◆ **Exercise description**
Convert the lines below, from the line with "# Looking for the chimney" up to and including the line with "(8, 33), (14, 47)", into a Markdown table whose columns are No. and Line. Number each line in order, and omit any blank ones.

>> Start

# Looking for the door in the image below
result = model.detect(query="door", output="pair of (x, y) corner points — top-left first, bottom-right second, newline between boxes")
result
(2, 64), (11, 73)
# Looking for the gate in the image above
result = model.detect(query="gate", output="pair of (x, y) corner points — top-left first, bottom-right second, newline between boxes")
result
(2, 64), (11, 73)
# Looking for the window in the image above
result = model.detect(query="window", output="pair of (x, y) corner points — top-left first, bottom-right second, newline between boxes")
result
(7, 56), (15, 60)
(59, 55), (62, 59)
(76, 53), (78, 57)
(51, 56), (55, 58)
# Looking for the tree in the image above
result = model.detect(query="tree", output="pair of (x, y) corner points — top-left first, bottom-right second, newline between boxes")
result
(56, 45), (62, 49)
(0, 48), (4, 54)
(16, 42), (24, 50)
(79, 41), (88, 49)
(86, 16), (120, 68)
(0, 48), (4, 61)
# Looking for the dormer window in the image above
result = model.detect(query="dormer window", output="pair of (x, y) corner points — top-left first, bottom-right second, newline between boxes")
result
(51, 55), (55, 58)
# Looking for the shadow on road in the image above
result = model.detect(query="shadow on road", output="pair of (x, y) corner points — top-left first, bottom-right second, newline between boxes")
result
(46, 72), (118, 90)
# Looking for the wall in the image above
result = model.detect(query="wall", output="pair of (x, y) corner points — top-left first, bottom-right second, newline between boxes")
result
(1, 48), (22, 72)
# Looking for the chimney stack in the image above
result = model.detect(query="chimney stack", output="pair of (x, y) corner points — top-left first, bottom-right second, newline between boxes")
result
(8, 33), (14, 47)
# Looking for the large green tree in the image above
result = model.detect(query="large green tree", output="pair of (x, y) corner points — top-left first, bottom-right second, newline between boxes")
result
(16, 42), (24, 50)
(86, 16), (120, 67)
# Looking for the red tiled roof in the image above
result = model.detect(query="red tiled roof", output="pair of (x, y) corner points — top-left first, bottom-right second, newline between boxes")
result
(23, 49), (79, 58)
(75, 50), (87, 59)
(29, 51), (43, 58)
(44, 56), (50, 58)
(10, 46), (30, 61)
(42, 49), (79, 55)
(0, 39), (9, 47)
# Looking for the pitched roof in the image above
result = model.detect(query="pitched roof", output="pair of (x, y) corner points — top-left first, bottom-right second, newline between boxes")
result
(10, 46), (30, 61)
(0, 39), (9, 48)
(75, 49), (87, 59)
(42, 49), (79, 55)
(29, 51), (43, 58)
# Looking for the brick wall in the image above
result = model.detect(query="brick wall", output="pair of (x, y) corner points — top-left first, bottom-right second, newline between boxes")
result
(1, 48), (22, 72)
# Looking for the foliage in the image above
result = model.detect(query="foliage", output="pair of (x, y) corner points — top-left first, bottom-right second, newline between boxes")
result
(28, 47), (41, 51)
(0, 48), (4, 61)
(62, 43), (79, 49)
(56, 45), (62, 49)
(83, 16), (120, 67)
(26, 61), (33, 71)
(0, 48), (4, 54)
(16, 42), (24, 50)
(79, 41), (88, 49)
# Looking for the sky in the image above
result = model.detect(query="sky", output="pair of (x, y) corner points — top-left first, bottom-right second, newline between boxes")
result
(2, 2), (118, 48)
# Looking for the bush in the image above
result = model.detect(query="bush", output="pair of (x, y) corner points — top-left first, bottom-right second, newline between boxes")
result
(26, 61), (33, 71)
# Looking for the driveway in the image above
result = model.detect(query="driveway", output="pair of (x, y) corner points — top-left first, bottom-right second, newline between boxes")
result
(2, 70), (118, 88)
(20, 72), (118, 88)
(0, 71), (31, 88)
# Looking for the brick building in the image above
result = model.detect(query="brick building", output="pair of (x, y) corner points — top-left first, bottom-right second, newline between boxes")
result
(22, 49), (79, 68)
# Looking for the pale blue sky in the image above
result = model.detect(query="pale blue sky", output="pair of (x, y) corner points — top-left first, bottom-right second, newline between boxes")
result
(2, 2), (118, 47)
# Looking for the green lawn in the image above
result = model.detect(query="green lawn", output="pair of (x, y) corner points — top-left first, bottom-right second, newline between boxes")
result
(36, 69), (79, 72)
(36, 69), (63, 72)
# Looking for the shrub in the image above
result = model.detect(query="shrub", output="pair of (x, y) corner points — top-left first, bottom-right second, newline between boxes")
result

>> End

◆ **Task answer**
| No. | Line |
|---|---|
| 1 | # Looking for the chimney stack in the image above |
| 2 | result = model.detect(query="chimney stack", output="pair of (x, y) corner points — top-left first, bottom-right second, newline between boxes") |
| 3 | result |
| 4 | (8, 33), (14, 47) |